Approaches for LOD have been well studied in the literature. For example, the MDI approach was justified theoretically and numerically and compared to the CC approach in the context of linear regression [6] and logistic regression [15,16,17]. Extensions that combine the MDI and the multiple imputation (MI) approaches have also been studied under the generalized linear regression setting [18,19]. On a separate note, MDI-based and MI-based copula models were used to estimate the association between two continuous variables subjected to lower LOD [10]. Relatively fewer works compared approaches for LOD with survival outcomes. Among those, most of the existing works focus on proportional hazards models, e.g., [20,21]. Despite having a more favorable interpretability, the approaches for LOD under the accelerated failure time (AFT) framework were less explored until recently [22], where a seminonparametric distribution is recommended to model the error term.

- [Short exercise 1]: In the passage on LOD approaches, what kind of distribution is recommended to model the error term under the accelerated failure time framework?
- [Short exercise 2]: Extend the passage on LOD approaches, starting after its last sentence.
The records are not required for either task.

Dataset excerpts on object pointing
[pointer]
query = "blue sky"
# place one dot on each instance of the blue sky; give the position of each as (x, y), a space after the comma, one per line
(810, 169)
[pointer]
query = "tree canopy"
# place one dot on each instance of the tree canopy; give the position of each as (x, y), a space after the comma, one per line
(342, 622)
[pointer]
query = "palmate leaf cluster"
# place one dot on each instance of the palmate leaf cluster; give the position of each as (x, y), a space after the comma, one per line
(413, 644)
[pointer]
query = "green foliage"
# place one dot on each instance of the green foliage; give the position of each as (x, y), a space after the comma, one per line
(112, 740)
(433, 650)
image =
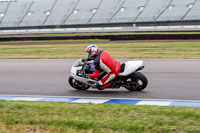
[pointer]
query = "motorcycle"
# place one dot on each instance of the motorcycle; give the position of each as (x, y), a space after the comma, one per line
(129, 77)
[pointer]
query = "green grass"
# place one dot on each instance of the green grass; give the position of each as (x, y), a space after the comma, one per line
(161, 50)
(24, 117)
(103, 33)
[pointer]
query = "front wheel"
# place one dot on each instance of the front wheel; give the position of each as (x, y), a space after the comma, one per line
(136, 82)
(77, 85)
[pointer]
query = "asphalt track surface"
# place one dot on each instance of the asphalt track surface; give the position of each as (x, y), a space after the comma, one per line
(177, 79)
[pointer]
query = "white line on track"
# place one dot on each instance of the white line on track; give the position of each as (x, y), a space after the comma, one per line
(105, 98)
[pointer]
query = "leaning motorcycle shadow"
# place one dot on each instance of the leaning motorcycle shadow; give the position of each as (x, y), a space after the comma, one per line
(107, 92)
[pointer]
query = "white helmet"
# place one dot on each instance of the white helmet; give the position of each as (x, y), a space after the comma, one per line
(92, 50)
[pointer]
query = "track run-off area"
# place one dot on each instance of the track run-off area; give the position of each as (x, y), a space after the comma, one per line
(176, 79)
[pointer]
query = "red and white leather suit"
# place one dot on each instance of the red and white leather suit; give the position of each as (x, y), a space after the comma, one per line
(107, 63)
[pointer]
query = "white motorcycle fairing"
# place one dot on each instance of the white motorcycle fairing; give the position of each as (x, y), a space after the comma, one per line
(130, 67)
(129, 77)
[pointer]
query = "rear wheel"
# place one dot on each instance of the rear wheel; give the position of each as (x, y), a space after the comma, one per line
(136, 82)
(77, 85)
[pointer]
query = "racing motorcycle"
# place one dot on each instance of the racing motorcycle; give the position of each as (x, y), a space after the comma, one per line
(129, 77)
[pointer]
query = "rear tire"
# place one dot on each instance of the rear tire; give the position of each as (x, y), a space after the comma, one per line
(77, 85)
(136, 82)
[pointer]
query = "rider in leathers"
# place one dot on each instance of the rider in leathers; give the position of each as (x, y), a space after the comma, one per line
(104, 61)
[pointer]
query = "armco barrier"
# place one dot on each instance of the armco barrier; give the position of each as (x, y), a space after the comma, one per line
(107, 37)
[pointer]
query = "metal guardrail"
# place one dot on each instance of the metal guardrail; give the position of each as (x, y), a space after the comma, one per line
(100, 29)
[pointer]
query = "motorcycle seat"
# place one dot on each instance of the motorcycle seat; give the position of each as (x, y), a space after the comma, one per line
(122, 68)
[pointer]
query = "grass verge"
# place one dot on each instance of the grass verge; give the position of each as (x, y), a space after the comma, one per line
(17, 116)
(156, 50)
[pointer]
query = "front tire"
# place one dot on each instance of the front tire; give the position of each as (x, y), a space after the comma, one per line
(136, 82)
(77, 85)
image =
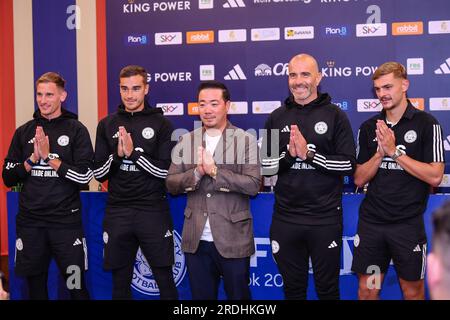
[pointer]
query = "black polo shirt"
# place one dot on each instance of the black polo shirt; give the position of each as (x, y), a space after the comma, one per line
(393, 194)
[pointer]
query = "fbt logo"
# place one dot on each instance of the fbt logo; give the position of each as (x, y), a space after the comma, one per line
(235, 35)
(264, 70)
(369, 105)
(407, 28)
(414, 66)
(299, 33)
(439, 27)
(264, 107)
(371, 30)
(168, 38)
(170, 77)
(265, 34)
(136, 40)
(444, 68)
(197, 37)
(146, 7)
(336, 31)
(171, 109)
(205, 4)
(193, 109)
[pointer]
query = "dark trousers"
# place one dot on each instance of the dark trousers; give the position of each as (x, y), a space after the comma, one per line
(206, 267)
(295, 244)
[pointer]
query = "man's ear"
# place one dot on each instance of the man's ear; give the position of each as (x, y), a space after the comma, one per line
(405, 85)
(228, 105)
(63, 96)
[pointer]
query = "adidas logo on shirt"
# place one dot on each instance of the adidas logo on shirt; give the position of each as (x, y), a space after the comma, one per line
(443, 68)
(168, 234)
(332, 245)
(236, 74)
(234, 4)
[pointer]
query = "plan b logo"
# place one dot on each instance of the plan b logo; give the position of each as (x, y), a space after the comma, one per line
(168, 38)
(369, 105)
(133, 40)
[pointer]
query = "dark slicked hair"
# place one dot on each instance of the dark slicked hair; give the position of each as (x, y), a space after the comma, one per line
(130, 71)
(52, 77)
(215, 85)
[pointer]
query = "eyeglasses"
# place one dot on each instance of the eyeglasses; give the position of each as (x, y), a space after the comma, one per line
(134, 89)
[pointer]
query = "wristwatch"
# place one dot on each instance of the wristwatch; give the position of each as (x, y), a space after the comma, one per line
(30, 162)
(51, 156)
(310, 155)
(397, 153)
(213, 173)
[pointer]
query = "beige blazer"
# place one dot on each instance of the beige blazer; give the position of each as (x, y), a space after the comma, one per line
(225, 199)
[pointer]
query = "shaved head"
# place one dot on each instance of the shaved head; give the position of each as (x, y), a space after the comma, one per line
(306, 58)
(304, 78)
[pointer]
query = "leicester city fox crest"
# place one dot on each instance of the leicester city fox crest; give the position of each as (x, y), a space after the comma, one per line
(143, 279)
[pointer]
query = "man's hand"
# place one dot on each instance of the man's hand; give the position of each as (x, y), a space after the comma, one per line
(300, 144)
(42, 143)
(199, 168)
(126, 141)
(379, 148)
(3, 294)
(208, 162)
(386, 138)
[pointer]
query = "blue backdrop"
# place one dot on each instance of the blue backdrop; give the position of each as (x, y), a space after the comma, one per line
(247, 44)
(265, 281)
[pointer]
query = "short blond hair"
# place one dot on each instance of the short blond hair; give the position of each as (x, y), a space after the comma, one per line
(396, 68)
(52, 77)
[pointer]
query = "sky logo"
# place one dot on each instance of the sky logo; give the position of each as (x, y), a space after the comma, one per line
(136, 40)
(338, 31)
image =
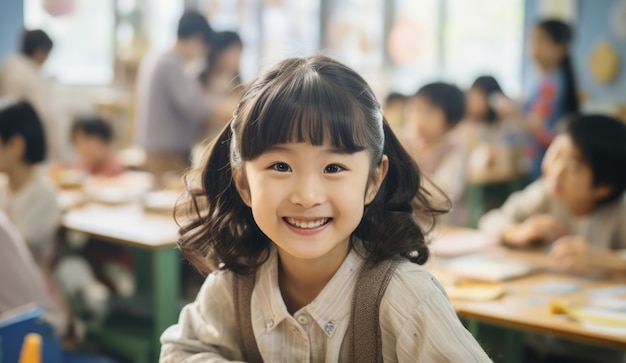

- [Output 1]: A seminonparametric distribution.

- [Output 2]:
Recent studies on the MDI approach yield encouraging results when the required conditions are met. However, most existing works are based on scenarios in which the covariates of interest are subjected to a lower LOD. We extended the MDI approach’s applicability to general scenarios in which covariates may be subjected to upper or interval LOD. We applied the MDI approach to the context of survival analysis when the survival time is subject to an independent right censoring. We assumed the survival time is related to the covariates via a parametric accelerated failure time model. We compared the performance of the MDI approach to that of existing methods at different types of LOD via large-scale simulation studies. We compared the approaches by evaluating the absolute value of the average biases (AAB) and mean squared error (MSE) for the regression parameter of interest.

The rest of the paper is organized as follows. Notation and model formulation are presented in Section 2. A brief description of the estimating procedures in the presence of covariates subject to the LOD are provided in Section 3. Results of large-scale simulation studies on the performance of the proposed estimators are reported in Section 4. A discussion concludes Section 5.

2. Notations and Model

Let $T_i$ be the time to an event of interest related to covariates via a parametric AFT model,

$$log\left(T_i\right)=\alpha +X_i^{\ast \top }\beta +Z_i^{\top }\gamma +{ϵ}_i,i=1,\dots ,n,$$

(1)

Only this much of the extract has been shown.